Task statement — A word-for-word repeat of all the data is the goal.
╭─ Exercise inputs
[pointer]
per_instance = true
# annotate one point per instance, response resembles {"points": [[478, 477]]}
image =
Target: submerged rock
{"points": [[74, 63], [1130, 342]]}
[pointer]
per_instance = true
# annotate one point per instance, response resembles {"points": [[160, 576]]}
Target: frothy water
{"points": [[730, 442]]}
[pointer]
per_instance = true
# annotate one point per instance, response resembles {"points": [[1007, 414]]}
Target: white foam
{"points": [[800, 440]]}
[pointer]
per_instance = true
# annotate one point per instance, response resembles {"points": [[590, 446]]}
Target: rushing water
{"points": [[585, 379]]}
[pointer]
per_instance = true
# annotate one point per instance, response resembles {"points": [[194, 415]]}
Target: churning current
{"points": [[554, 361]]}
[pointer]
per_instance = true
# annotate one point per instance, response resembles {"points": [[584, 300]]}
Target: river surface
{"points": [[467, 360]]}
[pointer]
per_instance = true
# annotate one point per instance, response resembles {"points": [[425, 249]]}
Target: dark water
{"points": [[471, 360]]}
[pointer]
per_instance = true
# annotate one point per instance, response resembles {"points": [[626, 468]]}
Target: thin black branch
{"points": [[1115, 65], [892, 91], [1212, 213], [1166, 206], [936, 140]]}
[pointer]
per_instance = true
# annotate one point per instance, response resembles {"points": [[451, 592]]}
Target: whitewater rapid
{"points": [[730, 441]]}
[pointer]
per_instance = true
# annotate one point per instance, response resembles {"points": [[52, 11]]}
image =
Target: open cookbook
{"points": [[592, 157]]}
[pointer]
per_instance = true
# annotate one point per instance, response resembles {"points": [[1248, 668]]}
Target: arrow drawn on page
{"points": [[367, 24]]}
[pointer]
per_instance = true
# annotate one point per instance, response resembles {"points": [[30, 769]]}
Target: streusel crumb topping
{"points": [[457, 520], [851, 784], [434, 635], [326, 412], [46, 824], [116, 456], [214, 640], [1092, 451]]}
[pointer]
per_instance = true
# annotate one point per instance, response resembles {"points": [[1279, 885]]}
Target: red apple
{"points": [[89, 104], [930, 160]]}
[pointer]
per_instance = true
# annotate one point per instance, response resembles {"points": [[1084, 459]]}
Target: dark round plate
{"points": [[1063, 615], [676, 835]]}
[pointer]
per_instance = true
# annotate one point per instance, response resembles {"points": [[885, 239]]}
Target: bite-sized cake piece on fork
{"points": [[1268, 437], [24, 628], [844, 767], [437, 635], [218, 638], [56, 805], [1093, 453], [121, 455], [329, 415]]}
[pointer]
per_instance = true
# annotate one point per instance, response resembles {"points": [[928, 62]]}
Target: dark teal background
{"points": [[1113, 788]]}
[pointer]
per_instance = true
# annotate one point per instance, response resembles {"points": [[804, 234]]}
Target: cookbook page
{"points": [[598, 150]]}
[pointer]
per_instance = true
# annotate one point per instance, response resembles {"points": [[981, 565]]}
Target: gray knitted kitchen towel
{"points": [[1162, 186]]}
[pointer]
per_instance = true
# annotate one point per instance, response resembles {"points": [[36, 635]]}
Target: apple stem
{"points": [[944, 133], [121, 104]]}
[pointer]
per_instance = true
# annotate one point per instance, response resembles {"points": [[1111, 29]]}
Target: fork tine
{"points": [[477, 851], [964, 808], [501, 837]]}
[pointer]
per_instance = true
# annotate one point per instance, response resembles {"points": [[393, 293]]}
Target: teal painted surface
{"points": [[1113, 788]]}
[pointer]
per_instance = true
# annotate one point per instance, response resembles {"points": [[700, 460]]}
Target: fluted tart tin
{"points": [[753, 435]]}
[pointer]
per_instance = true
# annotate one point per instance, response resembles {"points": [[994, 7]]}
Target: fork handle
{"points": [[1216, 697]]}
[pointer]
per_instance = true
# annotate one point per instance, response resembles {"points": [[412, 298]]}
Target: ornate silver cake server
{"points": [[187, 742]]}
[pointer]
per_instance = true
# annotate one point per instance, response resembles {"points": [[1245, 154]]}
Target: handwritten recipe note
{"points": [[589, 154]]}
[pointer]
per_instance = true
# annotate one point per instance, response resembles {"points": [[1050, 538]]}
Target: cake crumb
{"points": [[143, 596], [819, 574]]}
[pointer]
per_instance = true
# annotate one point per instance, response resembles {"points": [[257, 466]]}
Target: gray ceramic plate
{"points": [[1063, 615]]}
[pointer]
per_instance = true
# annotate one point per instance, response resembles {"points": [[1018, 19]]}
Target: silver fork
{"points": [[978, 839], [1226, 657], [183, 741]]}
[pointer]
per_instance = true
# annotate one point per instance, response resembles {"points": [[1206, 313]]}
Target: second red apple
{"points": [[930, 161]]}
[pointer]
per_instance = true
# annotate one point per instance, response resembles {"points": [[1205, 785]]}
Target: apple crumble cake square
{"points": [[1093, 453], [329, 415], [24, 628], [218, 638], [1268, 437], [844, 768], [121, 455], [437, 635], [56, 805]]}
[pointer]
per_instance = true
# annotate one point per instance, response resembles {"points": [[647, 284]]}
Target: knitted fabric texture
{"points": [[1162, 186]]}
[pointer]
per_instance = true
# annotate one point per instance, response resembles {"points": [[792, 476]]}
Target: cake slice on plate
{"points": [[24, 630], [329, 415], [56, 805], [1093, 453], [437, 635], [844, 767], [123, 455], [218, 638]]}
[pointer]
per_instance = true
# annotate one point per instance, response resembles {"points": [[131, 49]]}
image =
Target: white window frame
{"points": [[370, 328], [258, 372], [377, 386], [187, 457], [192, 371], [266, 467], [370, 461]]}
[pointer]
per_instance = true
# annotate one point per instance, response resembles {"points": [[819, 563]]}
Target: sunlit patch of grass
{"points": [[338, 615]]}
╰─
Response to this task —
[pointer]
per_instance = true
# annotate one point per instance, response resembles {"points": [[478, 477]]}
image =
Target: submerged rock
{"points": [[74, 63], [1130, 342]]}
[pointer]
per_instance = true
# annotate one point per instance, response resembles {"points": [[160, 576]]}
Target: frothy water
{"points": [[730, 442]]}
[pointer]
per_instance = true
# annotate one point per instance, response resembles {"points": [[1007, 414]]}
Target: white foam
{"points": [[800, 440]]}
[pointer]
per_instance = true
# annotate one point per instance, response resembles {"points": [[590, 446]]}
Target: rushing water
{"points": [[585, 379]]}
[pointer]
per_instance = true
# annotate one point per instance, response resembles {"points": [[194, 415]]}
Target: churning current
{"points": [[554, 361]]}
[pointer]
per_instance = true
# annotate one point per instance, response resembles {"points": [[584, 300]]}
Target: river surface
{"points": [[467, 360]]}
[pointer]
per_instance = true
# annotate one point per instance, response resembles {"points": [[425, 249]]}
Target: dark water
{"points": [[471, 360]]}
[pointer]
per_instance = true
# annotate one point per instance, response resembles {"points": [[626, 468]]}
Target: thin black branch
{"points": [[1115, 65], [892, 91], [1212, 213], [1166, 206], [936, 140]]}
[pointer]
per_instance = true
# annotate one point per instance, response resembles {"points": [[451, 592]]}
Target: whitewater rapid
{"points": [[730, 441]]}
[pointer]
per_instance = true
# annotate one point per instance, response resembles {"points": [[52, 11]]}
image =
Target: open cookbook
{"points": [[592, 157]]}
[pointer]
per_instance = true
# annotate one point per instance, response resembles {"points": [[1248, 668]]}
Target: arrow drawn on page
{"points": [[367, 24]]}
[pointer]
per_instance = true
# annotate one point per instance, response resembles {"points": [[30, 769]]}
Target: streusel crumb topping
{"points": [[457, 520], [851, 784], [434, 635], [326, 412], [46, 824], [116, 456], [214, 640], [1092, 451]]}
[pointer]
per_instance = true
# annotate one point per instance, response resembles {"points": [[1279, 885]]}
Target: red apple
{"points": [[89, 104], [930, 160]]}
[pointer]
per_instance = true
# annotate one point per instance, response resembles {"points": [[1084, 459]]}
Target: dark round plate
{"points": [[1063, 615], [676, 835]]}
[pointer]
per_instance = true
# annotate one point per instance, response resembles {"points": [[885, 239]]}
Target: bite-sized cake piece on fork
{"points": [[1268, 437], [24, 628], [844, 767], [437, 635], [218, 638], [56, 805], [1093, 453], [121, 455], [329, 415]]}
[pointer]
per_instance = true
# annotate one point per instance, response resembles {"points": [[928, 62]]}
Target: dark teal background
{"points": [[1113, 788]]}
[pointer]
per_instance = true
# annotate one point per instance, response resembles {"points": [[804, 234]]}
Target: cookbook page
{"points": [[598, 150]]}
[pointer]
per_instance = true
# annotate one point per instance, response resembles {"points": [[981, 565]]}
Target: gray knitted kitchen towel
{"points": [[1162, 186]]}
[pointer]
per_instance = true
# annotate one point per instance, response resembles {"points": [[36, 635]]}
Target: apple stem
{"points": [[944, 133], [121, 104]]}
[pointer]
per_instance = true
# annotate one point per instance, response resembles {"points": [[1111, 29]]}
Target: fork tine
{"points": [[477, 851], [964, 808], [501, 837]]}
[pointer]
per_instance = true
# annotate one point per instance, response resembles {"points": [[393, 293]]}
Target: teal painted surface
{"points": [[1113, 788]]}
[pointer]
per_instance = true
# annotate one point per instance, response resembles {"points": [[700, 460]]}
Target: fluted tart tin
{"points": [[753, 435]]}
[pointer]
per_instance = true
# annotate one point per instance, response resembles {"points": [[994, 7]]}
Target: fork handle
{"points": [[1216, 697]]}
[pointer]
per_instance = true
# annotate one point per instance, response resembles {"points": [[412, 298]]}
Target: ornate silver cake server
{"points": [[187, 742]]}
[pointer]
per_instance = true
# annotate one point per instance, response resembles {"points": [[1245, 154]]}
Target: handwritten recipe note
{"points": [[589, 154]]}
[pointer]
per_instance = true
# annotate one point per instance, response resembles {"points": [[1050, 538]]}
Target: cake crumb
{"points": [[143, 596], [819, 574]]}
[pointer]
per_instance = true
# annotate one point per instance, response resembles {"points": [[257, 466]]}
Target: gray ceramic plate
{"points": [[1063, 615]]}
[pointer]
per_instance = true
# annotate one point per instance, response resembles {"points": [[1018, 19]]}
Target: silver fork
{"points": [[978, 839], [1226, 657], [183, 741]]}
[pointer]
per_instance = true
# annotate one point per instance, response resembles {"points": [[1206, 313]]}
Target: second red apple
{"points": [[930, 161]]}
[pointer]
per_instance = true
# annotate one point per instance, response resembles {"points": [[1205, 785]]}
Target: apple crumble cake square
{"points": [[1093, 453], [329, 415], [24, 628], [218, 638], [1268, 437], [844, 768], [121, 455], [437, 635], [56, 805]]}
[pointer]
per_instance = true
# annotate one point per instance, response resembles {"points": [[647, 284]]}
Target: knitted fabric texture
{"points": [[1162, 186]]}
[pointer]
per_instance = true
# annotate one point per instance, response resembles {"points": [[792, 476]]}
Target: cake slice on plate
{"points": [[24, 630], [329, 415], [56, 805], [1093, 453], [437, 635], [844, 767], [123, 455], [218, 638]]}
[pointer]
per_instance = true
# annotate one point per instance, response resembles {"points": [[131, 49]]}
image =
Target: white window frame
{"points": [[370, 328], [258, 372], [377, 386], [187, 457], [192, 371], [266, 467], [370, 461]]}
[pointer]
per_instance = true
# annotate one point per instance, response resembles {"points": [[819, 563]]}
Target: sunlit patch of grass
{"points": [[338, 615]]}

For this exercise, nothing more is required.